#### How to complete this task:
Among the entries below, find every line that has "siding" and pull it out.

#### Exercise input:
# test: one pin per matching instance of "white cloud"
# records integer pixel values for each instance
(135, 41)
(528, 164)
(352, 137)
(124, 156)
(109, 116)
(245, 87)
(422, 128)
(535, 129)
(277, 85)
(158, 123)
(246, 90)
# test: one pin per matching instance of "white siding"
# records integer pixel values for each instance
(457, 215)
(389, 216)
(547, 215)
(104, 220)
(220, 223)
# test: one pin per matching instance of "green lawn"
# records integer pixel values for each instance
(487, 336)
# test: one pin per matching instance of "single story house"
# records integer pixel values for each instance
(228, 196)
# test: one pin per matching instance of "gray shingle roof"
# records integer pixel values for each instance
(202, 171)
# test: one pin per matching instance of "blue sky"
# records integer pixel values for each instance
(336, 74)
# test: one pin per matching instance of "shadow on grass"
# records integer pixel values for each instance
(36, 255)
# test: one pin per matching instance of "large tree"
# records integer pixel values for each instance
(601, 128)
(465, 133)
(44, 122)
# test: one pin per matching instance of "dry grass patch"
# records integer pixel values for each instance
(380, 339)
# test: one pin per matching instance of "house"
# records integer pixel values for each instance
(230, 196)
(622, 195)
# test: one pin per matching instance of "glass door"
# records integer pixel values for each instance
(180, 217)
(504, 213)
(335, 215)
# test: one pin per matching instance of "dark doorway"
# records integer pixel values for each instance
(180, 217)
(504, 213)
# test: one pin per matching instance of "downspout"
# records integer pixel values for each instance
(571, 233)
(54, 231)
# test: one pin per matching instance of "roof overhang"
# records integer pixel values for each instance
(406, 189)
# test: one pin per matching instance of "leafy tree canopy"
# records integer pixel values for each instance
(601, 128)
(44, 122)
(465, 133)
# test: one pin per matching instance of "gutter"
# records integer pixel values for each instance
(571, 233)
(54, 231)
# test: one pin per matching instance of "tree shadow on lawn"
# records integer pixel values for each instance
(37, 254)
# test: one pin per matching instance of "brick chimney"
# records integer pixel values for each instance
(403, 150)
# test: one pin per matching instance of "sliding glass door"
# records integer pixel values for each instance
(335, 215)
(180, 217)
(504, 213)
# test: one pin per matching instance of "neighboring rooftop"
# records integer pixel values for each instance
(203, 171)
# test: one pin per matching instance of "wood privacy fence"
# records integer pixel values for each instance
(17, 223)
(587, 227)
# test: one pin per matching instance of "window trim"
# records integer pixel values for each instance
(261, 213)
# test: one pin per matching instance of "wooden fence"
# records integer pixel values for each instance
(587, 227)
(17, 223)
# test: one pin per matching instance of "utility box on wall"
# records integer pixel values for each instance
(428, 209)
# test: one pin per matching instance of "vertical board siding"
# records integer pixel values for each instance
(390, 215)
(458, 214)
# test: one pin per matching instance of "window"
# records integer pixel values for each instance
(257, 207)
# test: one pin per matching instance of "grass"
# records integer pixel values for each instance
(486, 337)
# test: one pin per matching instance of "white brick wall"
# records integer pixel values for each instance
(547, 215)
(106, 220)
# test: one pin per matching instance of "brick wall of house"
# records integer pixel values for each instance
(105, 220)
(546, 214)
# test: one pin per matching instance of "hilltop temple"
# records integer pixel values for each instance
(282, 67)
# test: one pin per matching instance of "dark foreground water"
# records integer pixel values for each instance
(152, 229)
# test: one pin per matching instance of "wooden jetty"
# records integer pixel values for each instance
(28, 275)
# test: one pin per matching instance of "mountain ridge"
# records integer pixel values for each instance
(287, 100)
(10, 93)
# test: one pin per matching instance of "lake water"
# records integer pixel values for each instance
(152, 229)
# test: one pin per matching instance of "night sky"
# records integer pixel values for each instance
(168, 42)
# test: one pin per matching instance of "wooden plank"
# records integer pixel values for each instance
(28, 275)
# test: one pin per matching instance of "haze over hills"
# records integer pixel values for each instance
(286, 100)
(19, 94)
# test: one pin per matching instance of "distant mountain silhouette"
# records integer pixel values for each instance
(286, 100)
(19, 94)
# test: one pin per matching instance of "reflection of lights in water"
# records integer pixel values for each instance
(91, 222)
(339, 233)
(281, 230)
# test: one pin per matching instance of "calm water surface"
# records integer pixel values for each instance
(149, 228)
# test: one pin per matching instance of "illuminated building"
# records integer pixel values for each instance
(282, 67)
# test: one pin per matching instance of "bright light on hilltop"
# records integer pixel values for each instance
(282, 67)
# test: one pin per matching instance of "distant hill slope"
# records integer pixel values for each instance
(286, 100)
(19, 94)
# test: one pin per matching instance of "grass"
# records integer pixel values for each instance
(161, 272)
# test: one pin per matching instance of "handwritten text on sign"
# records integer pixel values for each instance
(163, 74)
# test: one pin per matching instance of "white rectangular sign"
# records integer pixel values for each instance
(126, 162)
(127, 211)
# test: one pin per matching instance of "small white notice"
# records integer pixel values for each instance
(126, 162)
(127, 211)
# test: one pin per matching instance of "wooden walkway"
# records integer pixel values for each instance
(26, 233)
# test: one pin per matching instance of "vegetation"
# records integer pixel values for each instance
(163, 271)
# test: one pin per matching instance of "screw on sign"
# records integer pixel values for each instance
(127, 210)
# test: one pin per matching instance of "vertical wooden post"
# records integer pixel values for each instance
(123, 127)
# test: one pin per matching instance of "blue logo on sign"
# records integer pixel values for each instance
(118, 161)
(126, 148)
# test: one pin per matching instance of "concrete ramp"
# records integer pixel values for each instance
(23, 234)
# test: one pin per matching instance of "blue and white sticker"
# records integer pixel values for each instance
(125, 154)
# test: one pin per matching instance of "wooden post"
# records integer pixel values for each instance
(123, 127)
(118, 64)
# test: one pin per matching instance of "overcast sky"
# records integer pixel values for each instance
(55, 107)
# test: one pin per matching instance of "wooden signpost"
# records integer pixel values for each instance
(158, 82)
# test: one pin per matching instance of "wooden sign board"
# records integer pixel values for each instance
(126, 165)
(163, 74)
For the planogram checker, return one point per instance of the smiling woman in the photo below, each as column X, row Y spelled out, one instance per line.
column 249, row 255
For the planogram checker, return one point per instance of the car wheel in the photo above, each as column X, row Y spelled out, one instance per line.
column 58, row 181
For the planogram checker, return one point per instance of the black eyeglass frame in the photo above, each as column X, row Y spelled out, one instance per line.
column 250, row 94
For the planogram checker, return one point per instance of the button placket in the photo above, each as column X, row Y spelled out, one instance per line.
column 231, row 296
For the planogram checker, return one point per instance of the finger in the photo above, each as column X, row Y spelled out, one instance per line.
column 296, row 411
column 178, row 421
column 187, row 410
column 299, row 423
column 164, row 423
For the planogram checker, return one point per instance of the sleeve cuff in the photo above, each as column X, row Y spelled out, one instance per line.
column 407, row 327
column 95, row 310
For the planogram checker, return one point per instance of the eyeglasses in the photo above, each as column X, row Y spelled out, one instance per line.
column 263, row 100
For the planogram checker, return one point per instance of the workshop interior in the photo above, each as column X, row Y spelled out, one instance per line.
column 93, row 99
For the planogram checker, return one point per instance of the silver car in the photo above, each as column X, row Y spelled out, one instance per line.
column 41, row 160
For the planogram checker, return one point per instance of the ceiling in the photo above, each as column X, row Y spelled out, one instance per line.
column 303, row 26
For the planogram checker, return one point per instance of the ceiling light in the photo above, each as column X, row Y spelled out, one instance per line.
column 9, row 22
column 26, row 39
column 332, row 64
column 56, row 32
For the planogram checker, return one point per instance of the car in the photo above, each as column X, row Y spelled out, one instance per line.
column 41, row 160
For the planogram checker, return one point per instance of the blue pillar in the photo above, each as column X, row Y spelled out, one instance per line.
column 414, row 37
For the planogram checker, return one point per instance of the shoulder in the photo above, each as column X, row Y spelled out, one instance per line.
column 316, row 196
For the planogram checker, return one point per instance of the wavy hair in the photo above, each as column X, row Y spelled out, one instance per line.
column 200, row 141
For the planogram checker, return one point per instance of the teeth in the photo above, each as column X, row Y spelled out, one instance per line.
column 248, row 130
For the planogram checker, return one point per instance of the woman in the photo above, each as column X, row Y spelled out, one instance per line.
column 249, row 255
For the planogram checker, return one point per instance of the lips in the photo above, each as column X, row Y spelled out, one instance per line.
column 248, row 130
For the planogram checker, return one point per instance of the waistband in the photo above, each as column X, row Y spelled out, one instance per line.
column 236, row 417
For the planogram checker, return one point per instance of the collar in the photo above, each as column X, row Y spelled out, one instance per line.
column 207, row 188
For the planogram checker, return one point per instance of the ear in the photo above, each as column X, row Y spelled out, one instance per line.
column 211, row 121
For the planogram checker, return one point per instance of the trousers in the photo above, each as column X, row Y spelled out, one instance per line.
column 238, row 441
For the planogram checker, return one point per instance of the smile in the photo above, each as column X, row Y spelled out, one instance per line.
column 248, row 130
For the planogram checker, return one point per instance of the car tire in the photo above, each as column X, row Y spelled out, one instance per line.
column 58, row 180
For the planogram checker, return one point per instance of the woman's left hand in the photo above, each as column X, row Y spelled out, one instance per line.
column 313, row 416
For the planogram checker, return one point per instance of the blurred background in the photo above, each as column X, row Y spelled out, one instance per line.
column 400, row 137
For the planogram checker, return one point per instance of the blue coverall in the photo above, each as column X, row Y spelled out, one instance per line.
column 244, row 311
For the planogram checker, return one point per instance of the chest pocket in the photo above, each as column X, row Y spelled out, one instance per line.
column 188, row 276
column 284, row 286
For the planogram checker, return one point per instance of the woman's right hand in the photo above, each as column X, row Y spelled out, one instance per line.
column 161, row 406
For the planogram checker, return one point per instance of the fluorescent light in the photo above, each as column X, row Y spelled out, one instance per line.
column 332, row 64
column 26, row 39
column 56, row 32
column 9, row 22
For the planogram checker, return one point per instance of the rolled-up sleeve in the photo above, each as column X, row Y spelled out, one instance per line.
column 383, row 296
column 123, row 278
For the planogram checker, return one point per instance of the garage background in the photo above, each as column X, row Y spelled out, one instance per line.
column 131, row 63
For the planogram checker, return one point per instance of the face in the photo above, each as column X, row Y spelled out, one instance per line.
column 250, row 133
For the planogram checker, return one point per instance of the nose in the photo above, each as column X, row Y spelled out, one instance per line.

#### Solution to this exercise:
# test: one pin per matching instance of "white siding"
# test: one pin per matching instance of "vertical board siding"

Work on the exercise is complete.